What the exercise asks = Leave the pictures out and print every record below exactly as it stands.

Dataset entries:
..........
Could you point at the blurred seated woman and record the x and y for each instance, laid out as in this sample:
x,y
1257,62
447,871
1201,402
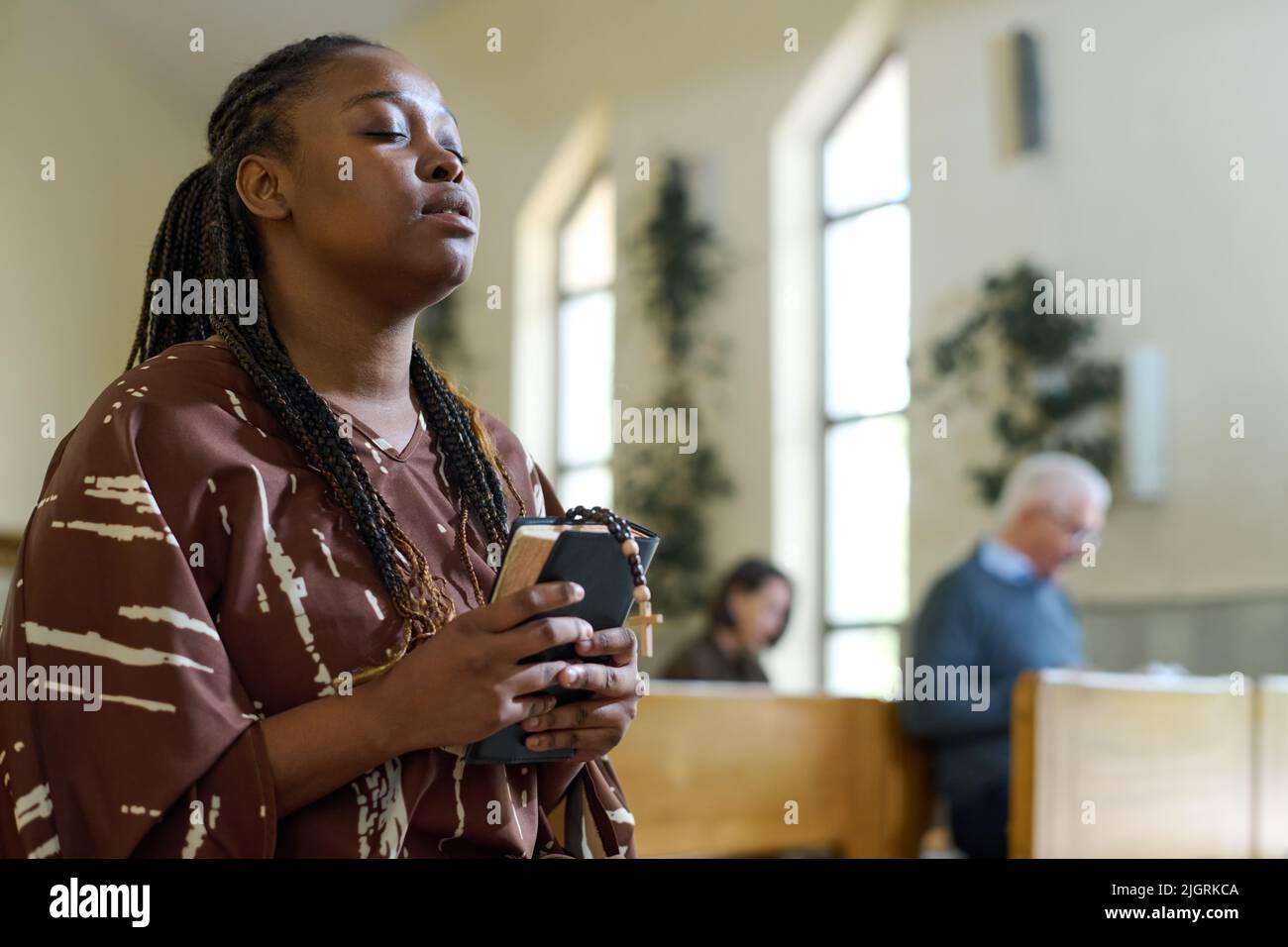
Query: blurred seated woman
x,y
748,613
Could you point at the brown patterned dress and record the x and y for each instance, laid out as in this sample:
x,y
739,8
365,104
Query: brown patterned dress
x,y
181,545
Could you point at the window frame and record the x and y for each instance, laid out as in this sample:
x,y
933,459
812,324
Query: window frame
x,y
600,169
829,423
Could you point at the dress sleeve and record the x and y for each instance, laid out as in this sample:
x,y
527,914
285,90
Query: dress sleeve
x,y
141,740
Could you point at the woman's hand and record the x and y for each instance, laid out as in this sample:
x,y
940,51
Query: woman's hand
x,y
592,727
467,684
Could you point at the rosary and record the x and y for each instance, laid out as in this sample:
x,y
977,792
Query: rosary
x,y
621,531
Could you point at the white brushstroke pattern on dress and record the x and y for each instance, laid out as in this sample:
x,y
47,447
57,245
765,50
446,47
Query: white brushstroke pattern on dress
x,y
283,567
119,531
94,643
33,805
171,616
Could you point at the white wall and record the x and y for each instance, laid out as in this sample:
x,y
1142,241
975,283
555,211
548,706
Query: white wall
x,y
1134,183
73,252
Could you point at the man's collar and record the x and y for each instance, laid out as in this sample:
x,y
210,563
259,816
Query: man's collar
..........
Written response =
Could you point at the blurred seated woman and record the x and y for each instance, laid out as in this sample:
x,y
1257,62
447,871
1201,402
Query: blurred seated woman
x,y
748,613
Could you point at the brown patterned dress and record the x and y for each instance, laid out as in this sample:
x,y
739,8
365,104
Query: brown patterned dress
x,y
181,545
Could you point at the window frame and record the x and y for each instance, laid out as in this sample:
x,y
933,459
812,324
Query: window frame
x,y
600,169
829,423
Could you point at the dress sleeve and record the x and y for each instance, laid out as in this sample:
x,y
527,914
285,90
Query: dress sleeve
x,y
141,740
Could you point at the woman's hand and record the x and y for each instance, laid out as in this sample:
x,y
940,51
Query: woman's hand
x,y
592,727
467,684
Could you point at the rosary and record the x and y for each instance, laid out as in this sample:
x,y
977,792
Query: rosary
x,y
621,531
Could you point at the white brushstroke pattern on dress and record the x and y for each instance, laid out as in this sample:
x,y
47,447
57,245
765,50
446,47
Query: white brushstroke pattern on dress
x,y
283,567
119,531
94,643
33,805
171,616
Could you point at the white wall and record the x and y for each instance, laid out as in this sample:
x,y
1142,241
975,283
555,211
548,706
Query: white wall
x,y
1134,183
73,252
Could you point at the man's collar and record the x and y for each instance, laid out as in this sample:
x,y
210,563
259,816
Query: man's collar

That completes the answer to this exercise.